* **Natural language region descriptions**
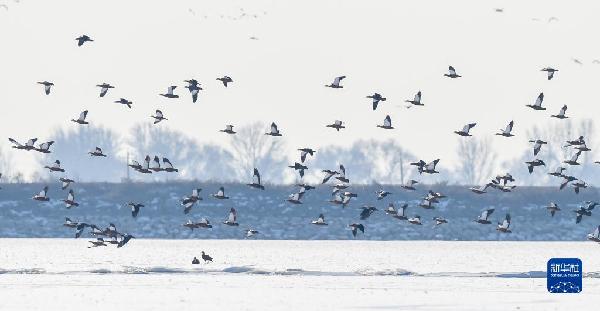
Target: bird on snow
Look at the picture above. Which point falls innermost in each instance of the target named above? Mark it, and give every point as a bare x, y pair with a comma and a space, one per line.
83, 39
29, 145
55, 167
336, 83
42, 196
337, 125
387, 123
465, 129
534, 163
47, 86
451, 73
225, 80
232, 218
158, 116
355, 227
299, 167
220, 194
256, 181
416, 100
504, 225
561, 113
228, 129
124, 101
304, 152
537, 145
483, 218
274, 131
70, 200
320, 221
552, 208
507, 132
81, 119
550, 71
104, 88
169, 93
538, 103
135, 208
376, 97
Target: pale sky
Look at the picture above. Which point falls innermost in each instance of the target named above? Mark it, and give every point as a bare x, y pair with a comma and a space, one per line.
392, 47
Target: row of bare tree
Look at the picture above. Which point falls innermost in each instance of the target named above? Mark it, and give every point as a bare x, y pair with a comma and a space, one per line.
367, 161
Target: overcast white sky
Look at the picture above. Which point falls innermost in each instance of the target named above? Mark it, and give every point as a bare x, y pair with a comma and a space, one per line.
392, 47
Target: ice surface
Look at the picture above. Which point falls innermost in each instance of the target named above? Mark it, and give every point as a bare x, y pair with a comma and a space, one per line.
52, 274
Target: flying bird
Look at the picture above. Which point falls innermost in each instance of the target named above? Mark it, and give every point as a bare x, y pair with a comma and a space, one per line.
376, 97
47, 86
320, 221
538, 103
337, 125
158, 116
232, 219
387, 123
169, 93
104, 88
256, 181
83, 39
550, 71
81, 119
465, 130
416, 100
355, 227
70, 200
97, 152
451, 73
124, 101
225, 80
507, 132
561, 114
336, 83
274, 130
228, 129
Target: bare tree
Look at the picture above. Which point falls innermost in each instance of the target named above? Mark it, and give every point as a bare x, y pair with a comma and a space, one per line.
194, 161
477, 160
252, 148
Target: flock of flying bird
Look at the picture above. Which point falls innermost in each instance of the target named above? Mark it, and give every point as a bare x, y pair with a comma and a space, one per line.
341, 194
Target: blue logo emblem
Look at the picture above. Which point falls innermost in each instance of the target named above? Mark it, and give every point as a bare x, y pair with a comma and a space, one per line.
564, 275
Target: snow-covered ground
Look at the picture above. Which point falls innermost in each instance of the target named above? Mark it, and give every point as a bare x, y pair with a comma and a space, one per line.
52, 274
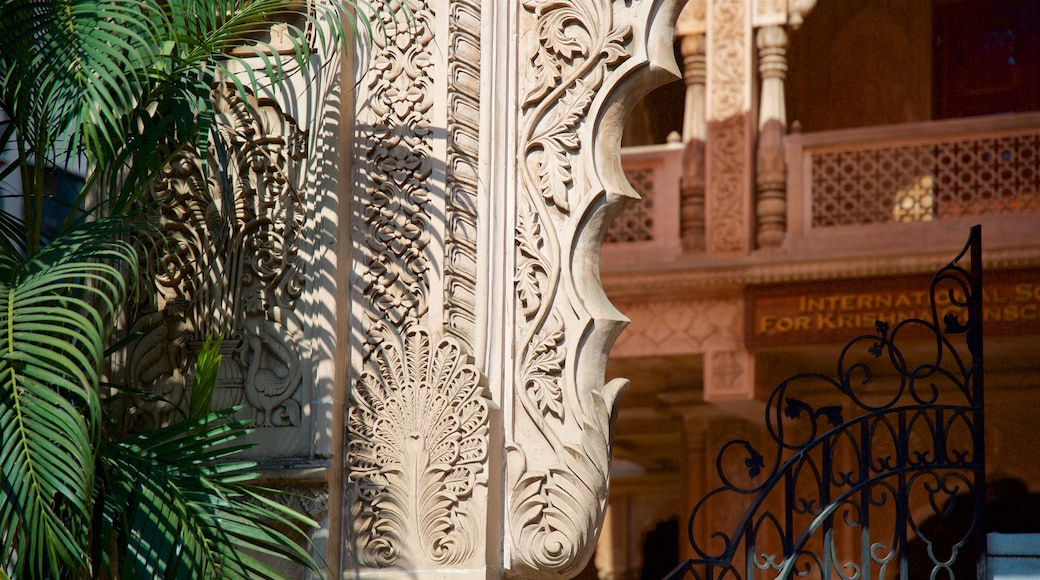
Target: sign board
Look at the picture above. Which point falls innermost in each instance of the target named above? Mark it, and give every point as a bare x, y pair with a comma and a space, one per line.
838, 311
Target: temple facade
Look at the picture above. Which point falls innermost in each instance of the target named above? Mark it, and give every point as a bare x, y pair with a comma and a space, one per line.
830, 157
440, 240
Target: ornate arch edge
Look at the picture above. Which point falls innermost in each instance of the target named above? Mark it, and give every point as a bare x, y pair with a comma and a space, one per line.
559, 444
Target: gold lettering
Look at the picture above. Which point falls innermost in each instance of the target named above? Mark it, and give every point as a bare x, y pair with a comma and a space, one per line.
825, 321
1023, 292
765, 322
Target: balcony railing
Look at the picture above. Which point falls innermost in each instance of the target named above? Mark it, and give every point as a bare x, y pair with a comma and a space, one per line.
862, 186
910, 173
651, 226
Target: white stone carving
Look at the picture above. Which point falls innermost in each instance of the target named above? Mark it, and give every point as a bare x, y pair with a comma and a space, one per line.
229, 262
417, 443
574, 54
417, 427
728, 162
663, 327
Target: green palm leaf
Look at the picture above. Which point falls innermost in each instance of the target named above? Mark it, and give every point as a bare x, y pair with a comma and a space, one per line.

* **Problem to solve**
Report each line in the preceding entries that holds the string "bird".

* **Reply**
Target: bird on snow
Target: flying bird
Target: flock of flying bird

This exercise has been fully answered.